● OBJECTIVE:
Rewrite the part of the listing that opens with the line containing "One point goes on every instance of the white baseball" and runs through the end of the listing, swapping "baseball cap" for "sun hat" and changing nothing else. Leave the picture out of your answer.

● RAW RECORDS:

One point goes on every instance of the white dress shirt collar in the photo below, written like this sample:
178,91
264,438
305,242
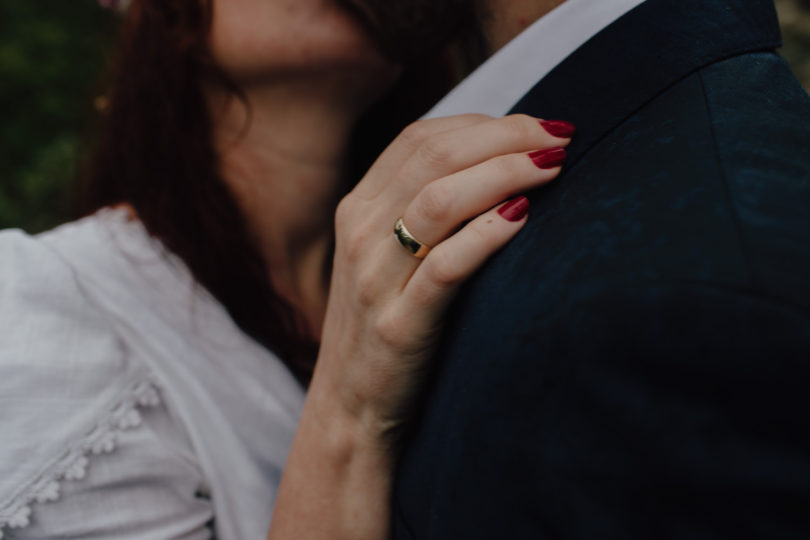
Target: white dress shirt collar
500,82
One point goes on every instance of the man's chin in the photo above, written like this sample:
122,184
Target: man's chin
407,30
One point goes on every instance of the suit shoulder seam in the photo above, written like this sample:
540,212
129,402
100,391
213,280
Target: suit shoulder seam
743,243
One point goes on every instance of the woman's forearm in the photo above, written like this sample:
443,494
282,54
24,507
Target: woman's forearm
337,481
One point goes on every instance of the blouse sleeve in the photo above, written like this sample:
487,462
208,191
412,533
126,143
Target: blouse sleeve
88,449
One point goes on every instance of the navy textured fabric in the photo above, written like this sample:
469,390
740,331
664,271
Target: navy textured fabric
635,364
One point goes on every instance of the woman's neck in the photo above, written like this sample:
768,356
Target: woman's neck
283,158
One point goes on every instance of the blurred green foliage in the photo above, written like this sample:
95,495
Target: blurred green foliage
52,53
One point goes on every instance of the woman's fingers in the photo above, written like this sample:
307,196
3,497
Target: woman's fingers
443,205
404,146
436,148
448,152
449,264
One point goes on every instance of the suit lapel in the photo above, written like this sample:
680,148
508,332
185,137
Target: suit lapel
640,55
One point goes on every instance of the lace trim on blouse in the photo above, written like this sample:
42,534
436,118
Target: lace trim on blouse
72,465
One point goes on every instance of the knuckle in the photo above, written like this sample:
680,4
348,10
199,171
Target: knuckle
521,126
433,204
506,168
366,289
390,329
436,150
443,269
414,135
344,212
354,244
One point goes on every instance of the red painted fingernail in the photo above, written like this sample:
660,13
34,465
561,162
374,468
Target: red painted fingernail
549,158
515,210
559,128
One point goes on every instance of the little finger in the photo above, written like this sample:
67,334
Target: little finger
443,205
436,281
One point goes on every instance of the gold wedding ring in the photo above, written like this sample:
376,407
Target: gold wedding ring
414,246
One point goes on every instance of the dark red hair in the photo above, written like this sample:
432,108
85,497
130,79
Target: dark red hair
155,151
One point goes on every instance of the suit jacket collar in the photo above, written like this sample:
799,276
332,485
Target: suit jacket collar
640,55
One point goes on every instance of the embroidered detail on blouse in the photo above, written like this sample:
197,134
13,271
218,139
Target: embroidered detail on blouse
73,463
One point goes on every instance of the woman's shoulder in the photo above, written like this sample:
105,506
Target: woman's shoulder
69,385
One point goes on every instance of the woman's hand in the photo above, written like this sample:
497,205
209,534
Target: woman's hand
447,179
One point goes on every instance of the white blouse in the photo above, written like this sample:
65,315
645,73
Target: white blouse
131,406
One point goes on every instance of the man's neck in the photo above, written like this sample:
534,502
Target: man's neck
503,20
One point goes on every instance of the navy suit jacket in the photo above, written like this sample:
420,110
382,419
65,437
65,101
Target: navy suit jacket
636,363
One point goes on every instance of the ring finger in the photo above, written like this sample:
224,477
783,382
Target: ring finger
444,205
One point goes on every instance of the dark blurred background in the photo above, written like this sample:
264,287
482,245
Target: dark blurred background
52,56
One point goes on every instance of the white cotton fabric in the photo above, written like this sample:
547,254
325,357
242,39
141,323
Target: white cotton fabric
131,405
500,82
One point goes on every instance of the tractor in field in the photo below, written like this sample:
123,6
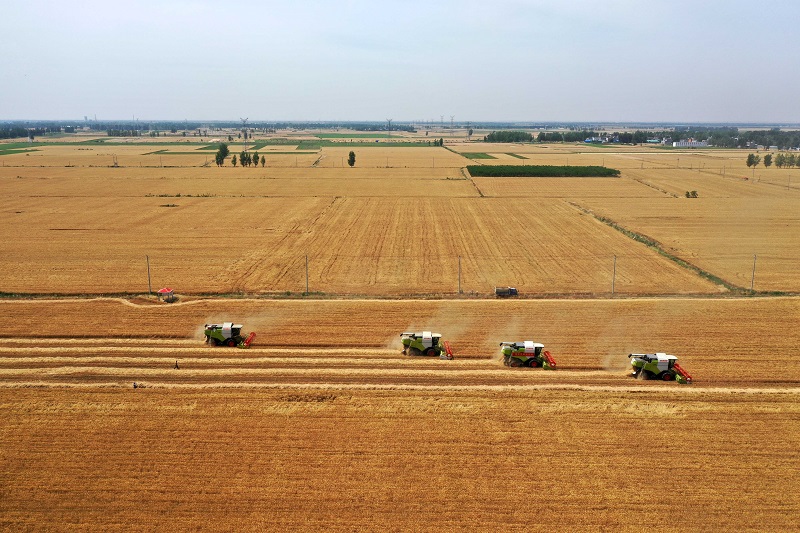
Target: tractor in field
527,353
227,334
658,366
425,343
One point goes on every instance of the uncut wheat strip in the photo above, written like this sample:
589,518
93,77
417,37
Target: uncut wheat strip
652,391
202,348
444,371
289,361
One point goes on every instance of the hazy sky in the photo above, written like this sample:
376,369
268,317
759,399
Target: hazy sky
548,60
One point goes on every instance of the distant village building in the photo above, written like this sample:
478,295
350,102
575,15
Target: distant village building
690,143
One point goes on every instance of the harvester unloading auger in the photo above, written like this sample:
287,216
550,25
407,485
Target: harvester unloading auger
425,343
527,353
227,334
658,366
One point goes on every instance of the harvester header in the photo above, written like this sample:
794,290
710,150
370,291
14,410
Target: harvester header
227,334
425,343
658,365
526,353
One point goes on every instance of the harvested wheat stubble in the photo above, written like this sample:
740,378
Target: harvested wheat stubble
310,459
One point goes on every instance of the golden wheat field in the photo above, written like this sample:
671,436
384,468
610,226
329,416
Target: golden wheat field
323,424
379,229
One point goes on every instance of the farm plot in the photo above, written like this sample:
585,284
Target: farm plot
721,235
231,182
564,188
391,157
390,246
381,246
709,184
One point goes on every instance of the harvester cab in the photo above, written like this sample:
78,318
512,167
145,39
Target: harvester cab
425,343
658,366
526,353
227,334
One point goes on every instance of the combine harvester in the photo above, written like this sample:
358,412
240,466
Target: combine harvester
227,334
658,366
425,343
527,353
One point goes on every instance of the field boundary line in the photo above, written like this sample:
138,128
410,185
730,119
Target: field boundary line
655,245
466,173
659,189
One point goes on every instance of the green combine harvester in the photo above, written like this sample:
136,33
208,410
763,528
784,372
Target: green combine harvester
425,343
658,366
527,353
227,334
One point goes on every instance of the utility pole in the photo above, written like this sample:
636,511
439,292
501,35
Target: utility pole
614,276
149,287
459,274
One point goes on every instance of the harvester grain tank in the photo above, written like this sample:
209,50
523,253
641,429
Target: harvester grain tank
658,366
527,353
227,334
425,343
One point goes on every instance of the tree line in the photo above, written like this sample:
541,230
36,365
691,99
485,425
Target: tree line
781,160
541,171
508,137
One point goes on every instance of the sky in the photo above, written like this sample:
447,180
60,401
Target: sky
501,60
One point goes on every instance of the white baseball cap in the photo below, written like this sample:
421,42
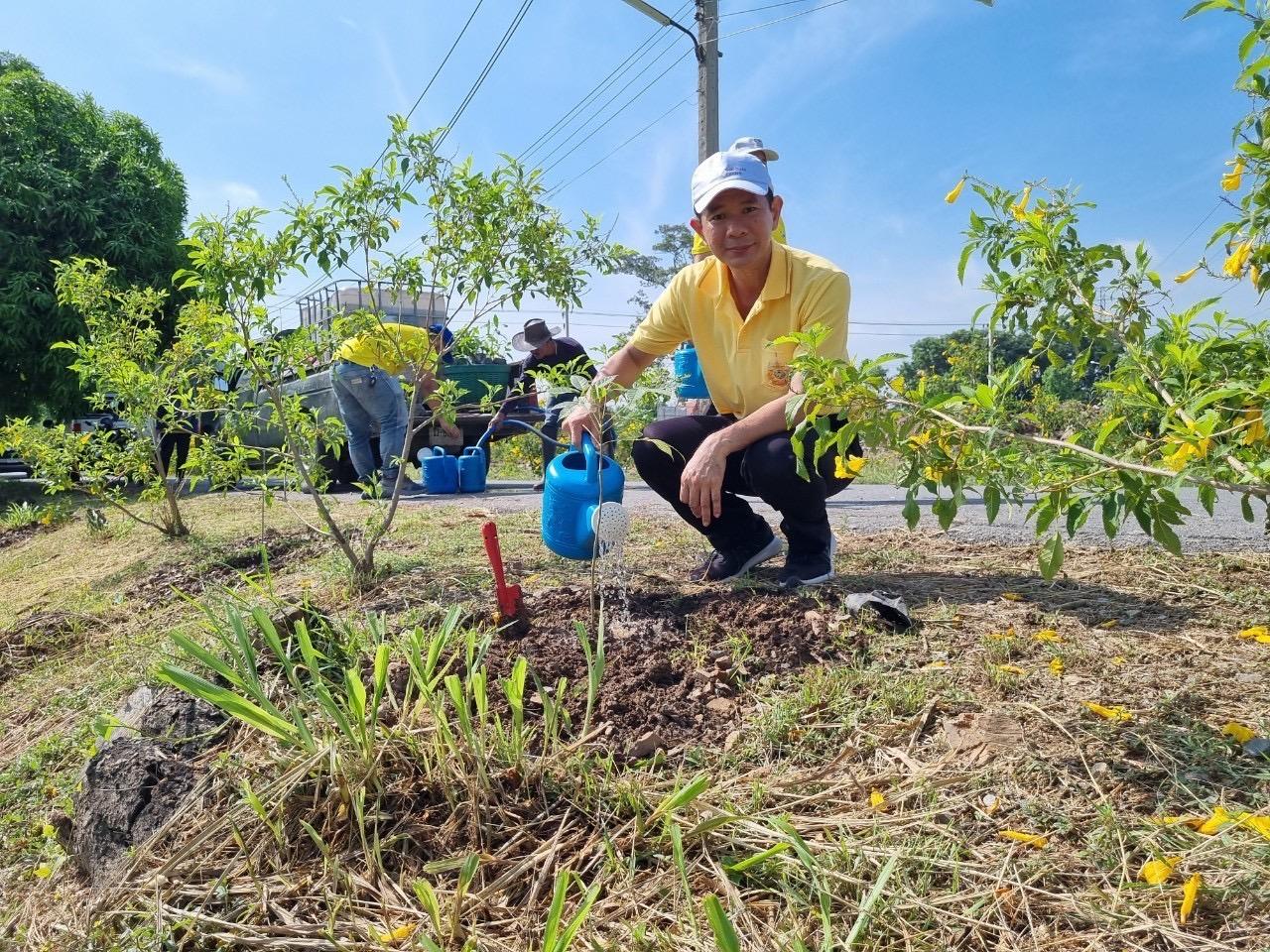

● CORRECT ANSWER:
One point goes on every instance of the white sun hat in the photo below, written like this sample:
421,42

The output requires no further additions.